Tally the lines of the data below that contain the string "rough", with case counting, and reply with that number alone.
^^^^
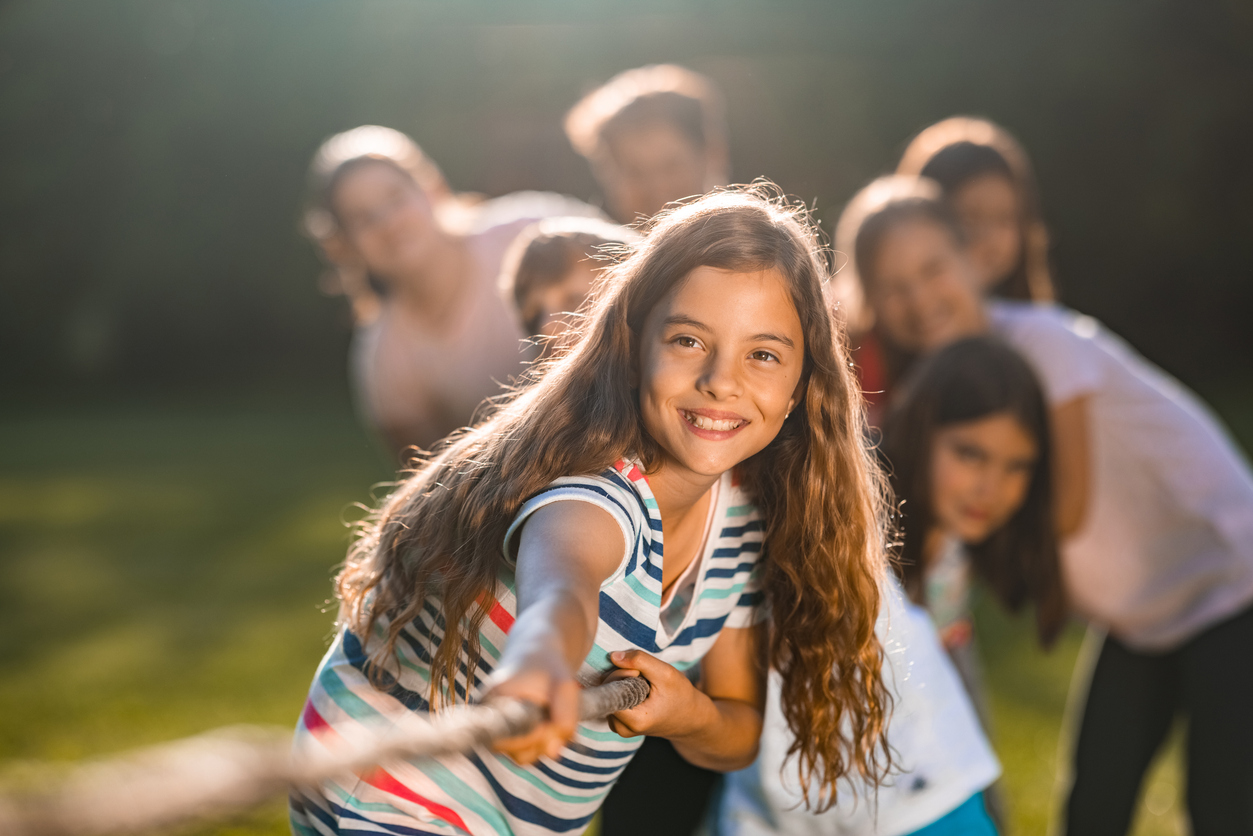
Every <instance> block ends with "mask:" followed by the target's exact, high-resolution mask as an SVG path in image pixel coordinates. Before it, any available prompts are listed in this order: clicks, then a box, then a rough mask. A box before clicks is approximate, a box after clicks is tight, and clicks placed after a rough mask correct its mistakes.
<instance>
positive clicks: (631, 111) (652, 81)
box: [565, 64, 729, 223]
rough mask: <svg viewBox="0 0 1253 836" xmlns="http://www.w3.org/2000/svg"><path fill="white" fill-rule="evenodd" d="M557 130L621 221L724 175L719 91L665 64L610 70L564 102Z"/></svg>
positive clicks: (679, 69) (680, 195)
mask: <svg viewBox="0 0 1253 836" xmlns="http://www.w3.org/2000/svg"><path fill="white" fill-rule="evenodd" d="M565 133H566V137H569V139H570V144H571V145H574V149H575V150H576V152H579V153H580V154H583V157H585V158H586V159H588V162H589V163H590V164H591V173H593V174H594V175H595V178H596V182H598V183H599V184H600V189H601V192H603V193H604V198H605V206H606V208H608V209H609V213H610V214H611V216H613V217H615V218H616V219H618V221H619V222H621V223H635V222H638V221H642V219H648V218H652V217H653V216H654V214H657V213H658V212H660V211H662V208H663V207H664V206H665V204H668V203H670V202H673V201H679V199H683V198H687V197H694V196H698V194H704V193H705V192H708V191H710V189H713V188H715V187H719V185H725V184H727V180H728V179H729V178H728V170H729V157H728V150H727V124H725V115H724V109H723V100H722V95H720V94H719V93H718V90H717V89H715V88H714V86H713V84H712V83H710V81H709V79H707V78H704V76H703V75H698V74H697V73H693V71H692V70H688V69H684V68H682V66H674V65H673V64H659V65H653V66H640V68H637V69H633V70H627V71H625V73H620V74H618V75H615V76H614V78H611V79H610V80H609V81H606V83H605V84H604V85H601V86H599V88H596V89H595V90H593V91H591V93H589V94H588V95H586V97H584V98H583V99H581V100H580V102H579V103H578V104H575V105H574V108H571V109H570V113H569V114H568V115H566V118H565Z"/></svg>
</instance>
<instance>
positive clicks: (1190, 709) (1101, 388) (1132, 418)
mask: <svg viewBox="0 0 1253 836" xmlns="http://www.w3.org/2000/svg"><path fill="white" fill-rule="evenodd" d="M850 211H856V212H858V213H860V218H861V221H860V229H858V233H857V236H856V239H855V248H853V257H855V259H856V266H857V271H856V273H857V276H858V277H860V278H861V281H862V283H863V287H865V295H866V300H867V302H868V303H870V306H871V307H872V308H873V312H875V318H876V323H877V328H878V332H880V335H881V336H882V337H883V340H885V342H887V343H890V345H891V346H892V347H893V348H896V350H898V351H900V352H901V353H902V356H920V355H923V353H926V352H930V351H935V350H937V348H940V347H942V346H945V345H949V343H951V342H954V341H956V340H960V338H962V337H967V336H972V335H980V333H986V332H992V333H997V335H1000V336H1001V337H1002V338H1005V340H1006V341H1007V342H1009V343H1010V345H1011V346H1012V347H1014V348H1016V350H1017V351H1019V352H1021V353H1022V356H1024V357H1025V358H1026V360H1027V362H1029V363H1030V365H1031V367H1032V368H1034V370H1035V372H1036V375H1037V377H1039V380H1040V382H1041V386H1042V390H1044V395H1045V399H1046V401H1048V404H1049V409H1050V422H1051V426H1053V451H1051V459H1053V474H1051V475H1053V478H1054V485H1055V489H1054V493H1055V498H1056V506H1055V515H1056V520H1055V525H1056V530H1058V533H1059V535H1060V536H1061V546H1063V548H1061V559H1063V578H1064V580H1065V587H1066V598H1068V600H1069V602H1070V603H1071V604H1073V605H1074V608H1075V609H1076V610H1078V612H1079V613H1080V614H1083V615H1085V617H1088V618H1089V619H1090V622H1091V624H1093V625H1094V629H1095V630H1096V632H1095V633H1093V634H1091V637H1093V640H1094V642H1096V643H1099V647H1100V651H1099V656H1098V657H1096V661H1095V667H1094V669H1093V672H1091V679H1090V683H1089V686H1088V693H1086V699H1085V703H1084V709H1083V718H1081V722H1080V723H1079V724H1078V739H1076V742H1075V747H1074V776H1073V786H1071V790H1070V796H1069V800H1068V806H1066V833H1068V835H1069V836H1076V835H1081V833H1123V832H1126V830H1128V827H1129V823H1130V816H1131V812H1133V810H1134V805H1135V801H1136V797H1138V792H1139V787H1140V782H1141V780H1143V776H1144V772H1145V770H1146V767H1148V766H1149V763H1150V761H1152V758H1153V756H1154V753H1155V752H1157V751H1158V750H1159V748H1160V746H1162V743H1163V741H1164V739H1165V736H1167V733H1168V731H1169V729H1170V726H1172V722H1173V721H1174V718H1175V717H1177V716H1178V714H1183V716H1184V717H1187V719H1188V741H1187V772H1188V790H1187V796H1188V811H1189V816H1190V818H1192V825H1193V832H1197V833H1212V832H1213V833H1218V832H1222V833H1249V832H1253V807H1250V806H1249V798H1253V713H1249V711H1248V706H1250V704H1253V474H1250V473H1249V468H1248V465H1247V462H1245V460H1244V457H1243V455H1242V454H1240V452H1239V451H1238V450H1237V447H1235V446H1234V444H1233V442H1232V441H1230V439H1229V437H1228V435H1227V432H1225V431H1224V429H1223V427H1222V425H1220V424H1219V422H1218V420H1217V419H1215V417H1214V416H1213V415H1212V414H1210V412H1209V410H1208V409H1207V407H1205V406H1204V405H1203V404H1202V402H1200V401H1199V400H1198V399H1197V397H1195V396H1194V395H1193V394H1192V392H1189V391H1188V390H1187V389H1184V387H1183V386H1182V385H1180V384H1179V382H1178V381H1174V380H1173V379H1170V377H1169V376H1167V375H1165V374H1164V372H1163V371H1162V370H1159V368H1157V367H1154V366H1153V365H1152V363H1149V362H1148V361H1145V360H1144V358H1143V357H1140V356H1139V355H1136V353H1135V352H1134V351H1133V350H1131V348H1130V347H1129V346H1128V345H1126V343H1124V342H1123V341H1120V340H1119V338H1118V337H1115V336H1113V335H1110V333H1109V332H1108V331H1105V328H1104V327H1101V325H1100V323H1098V322H1096V321H1095V320H1093V318H1090V317H1085V316H1080V315H1078V313H1075V312H1073V311H1068V310H1065V308H1061V307H1058V306H1054V305H1039V303H1031V302H1012V301H994V302H985V300H984V298H982V293H981V287H980V282H979V273H977V271H976V269H975V268H974V267H972V266H971V263H970V261H969V258H967V257H966V252H965V234H966V233H965V228H964V227H962V224H961V222H960V221H959V219H957V218H956V217H955V214H954V212H952V209H951V208H950V207H949V206H947V204H946V203H944V202H942V199H941V194H940V188H938V187H937V185H936V184H935V183H932V182H930V180H923V179H917V178H901V177H896V178H885V179H881V180H876V182H875V183H872V184H871V185H868V187H867V188H866V189H863V192H862V193H861V194H858V197H857V198H855V201H853V203H851V204H850ZM992 588H994V590H995V589H996V587H995V585H994V587H992ZM1002 594H1004V593H1002ZM1006 603H1011V602H1009V600H1007V602H1006Z"/></svg>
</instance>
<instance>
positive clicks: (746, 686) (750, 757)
^^^^
• Written response:
2